• [EXTRAIT DU TEXTE]
--
Pour atteindre son objectif, Christine a dû mettre les bouchées doubles, parfois même triples. Elle a complété un cours de chimie de niveau secondaire avant de se lancer dans une technique condensée de 21 mois au cégep. «La fin de semaine, je m’enfermais pour étudier, je ne voyais pas mes enfants [...] Je ne pouvais pas me permettre d’échouer. Je ressentais une pression énorme à chaque examen», explique celle qui a su compter sur des amis pour l'aider à réviser la matière. Si elle a trouvé le cégep mal adapté pour un retour aux études avec enfants (peu de flexibilité d’horaire, cellulaire interdit, etc.), elle se réjouit de voir que l’université lui offre beaucoup plus de liberté.
Oui oui, comme si le cégep n’était pas assez, Christine s’est fait convaincre par ses amis de poursuivre son cheminement à l’université. Elle conclura ses études à l’hiver 2021. Comme quoi, on prend parfois goût à étudier!
Deux carrières au lieu d’une (Claudie)
La musique a toujours fait partie de Claudie. Pour elle, il n’y avait pas de doute: plus tard, elle graviterait dans cette industrie. Occupant le rôle de directrice artistique dans une maison de disques, elle a toutefois ressenti le besoin de se nourrir d’autre chose pour s’épanouir davantage. «J’avais envie de défis, j’avais aussi envie de travailler en one on one avec les gens et pouvoir les aider», explique celle qui a entrepris une formation en acupuncture au Collège de Rosemont.
Loin l’idée de dire adieu à la musique, Claudie a plutôt décidé qu’elle mènerait ses deux carrières de front et qu’elle bâtirait son horaire de façon autonome. Elle n'a pas à craindre de regretter son choix. Elle alliera ses deux passions.
La femme de 32 ans, qui terminera l’an prochain sa dernière année d’études, a bien sûr hâte de se libérer du poids «scolaire» qui lui pèse sur les épaules. «C’est vraiment intense, on se met vraiment plus de pression de performance parce qu’on ne veut pas perdre notre temps [...] On sacrifie beaucoup de choses financièrement, et pour la famille aussi».
--
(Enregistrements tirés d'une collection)
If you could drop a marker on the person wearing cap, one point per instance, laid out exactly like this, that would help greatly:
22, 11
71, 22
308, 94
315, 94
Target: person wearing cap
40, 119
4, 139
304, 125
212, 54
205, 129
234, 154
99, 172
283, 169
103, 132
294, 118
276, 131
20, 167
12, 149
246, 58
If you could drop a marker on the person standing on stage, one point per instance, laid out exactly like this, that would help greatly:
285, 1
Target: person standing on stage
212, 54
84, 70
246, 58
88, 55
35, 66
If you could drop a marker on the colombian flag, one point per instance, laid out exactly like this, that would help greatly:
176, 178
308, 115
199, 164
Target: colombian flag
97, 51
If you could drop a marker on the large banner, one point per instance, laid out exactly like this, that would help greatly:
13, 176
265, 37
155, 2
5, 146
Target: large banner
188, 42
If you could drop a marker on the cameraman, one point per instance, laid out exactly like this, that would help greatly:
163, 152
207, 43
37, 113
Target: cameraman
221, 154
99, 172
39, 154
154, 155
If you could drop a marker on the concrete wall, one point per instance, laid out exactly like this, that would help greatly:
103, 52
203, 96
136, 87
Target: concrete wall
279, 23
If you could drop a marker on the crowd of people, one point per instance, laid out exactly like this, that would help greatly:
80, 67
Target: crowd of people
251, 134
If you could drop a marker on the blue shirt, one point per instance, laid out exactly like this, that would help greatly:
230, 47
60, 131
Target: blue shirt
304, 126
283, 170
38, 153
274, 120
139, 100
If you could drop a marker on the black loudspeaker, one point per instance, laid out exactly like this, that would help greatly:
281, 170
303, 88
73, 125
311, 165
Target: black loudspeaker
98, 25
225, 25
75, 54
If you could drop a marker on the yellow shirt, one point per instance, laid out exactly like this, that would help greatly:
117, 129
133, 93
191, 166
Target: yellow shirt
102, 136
--
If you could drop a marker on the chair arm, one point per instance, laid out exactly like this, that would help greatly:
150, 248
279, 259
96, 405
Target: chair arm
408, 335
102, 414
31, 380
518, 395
--
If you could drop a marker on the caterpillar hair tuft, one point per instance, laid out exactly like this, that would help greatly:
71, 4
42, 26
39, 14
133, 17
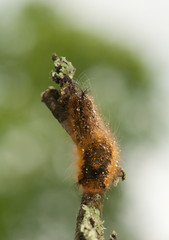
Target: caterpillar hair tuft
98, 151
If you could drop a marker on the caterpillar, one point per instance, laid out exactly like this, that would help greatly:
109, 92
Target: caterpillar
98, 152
--
• [SÉRIE DE TÂCHES]
1. Dans l'extrait sur le retour aux études, dans quel établissement Claudie a-t-elle entrepris sa formation en acupuncture ?
2. Présentez sous forme de liste le paragraphe de l'extrait sur le retour aux études qui commence par « Pour atteindre son objectif », en conservant ses faits principaux.

• [RÉSULTATS DES TÂCHES]
1. Au Collège de Rosemont.

2.
- Christine a dû redoubler, parfois même tripler, ses efforts pour atteindre son objectif.
- Elle a suivi un cours de chimie de niveau secondaire, puis une technique condensée de 21 mois au cégep.
- La fin de semaine, elle s'enfermait pour étudier, sans voir ses enfants, et ressentait une pression énorme à chaque examen.
- Des amis l'ont aidée à réviser la matière.
- Elle a trouvé le cégep mal adapté à un retour aux études avec enfants (peu de flexibilité d'horaire, cellulaire interdit), mais l'université lui offre beaucoup plus de liberté.